- Texto dado:
_ _ _ _ _

Poluição no rio Cuiabá
Os antigos pescadores vinculam ainda ao esgoto de Cuiabá, cuja região metropolitana abriga um terço da população de Mato Grosso, o sumiço dos peixes no rio pantaneiro. “Quanto mais gente, maior o consumo e a quantidade de esgoto jogado todos os dias no rio”, lamenta o comerciante Manoel do Nascimento Filho.
Seu companheiro de vendas na feira, Benedito Moia Filho, nota que a água está poluída e os peixes nobres acabaram mesmo. “Você só vai encontrar pacupeva, curimbatá e algumas piraputangas pequenas, que são os peixes que gostam de ficar no esgoto”, conta.
É por isso que o pescador considera um tanto quanto perigoso ingerir esses peixes, especialmente nos arredores de Cuiabá. “O curimbatá tem um gosto de óleo e um sabor forte, diferente se você pescar de outro lugar”, diz Benedito Filho, que pesca desde 1987.

_ _ _ _ _

- Material fornecido:
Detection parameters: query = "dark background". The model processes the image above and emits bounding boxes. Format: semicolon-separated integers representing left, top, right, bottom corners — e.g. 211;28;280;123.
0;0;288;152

_ _ _ _ _

- Objetivo 1:
Cite o trecho do texto sobre a poluição no rio Cuiabá, começando em "É por isso que" e terminando em "pesca desde 1987.".
- Objetivo 2:
Dê continuidade ao texto sobre a poluição no rio Cuiabá, escrevendo o que vem depois da última frase.

- Resposta 1:
É por isso que o pescador considera um tanto quanto perigoso ingerir esses peixes, especialmente nos arredores de Cuiabá. “O curimbatá tem um gosto de óleo e um sabor forte, diferente se você pescar de outro lugar”, diz Benedito Filho, que pesca desde 1987.

- Resposta 2:
Apesar do que dizem os pescadores que toda a semana comercializam os peixes na Feira do Porto, o presidente-substituto da Colônia de Pescadores Z1 de Cuiabá, Carlcion Jac de Jesus, discorda. “Peixe nós temos e muito no rio. Só não temos da qualidade que os pescadores querem, como pintado, pacu, caxara e dourado”. Segundo ele, o motivo de tanta crítica recai sobre a precariedade do saneamento de Cuiabá. “O peixe some e o culpado é o pescador? Vamos tirar a boca de esgoto e deixar o rio livre”, ressaltou.
(Por Juliana Michaela*, OEco, 05/11/2008)
Jornalista em Cuiabá.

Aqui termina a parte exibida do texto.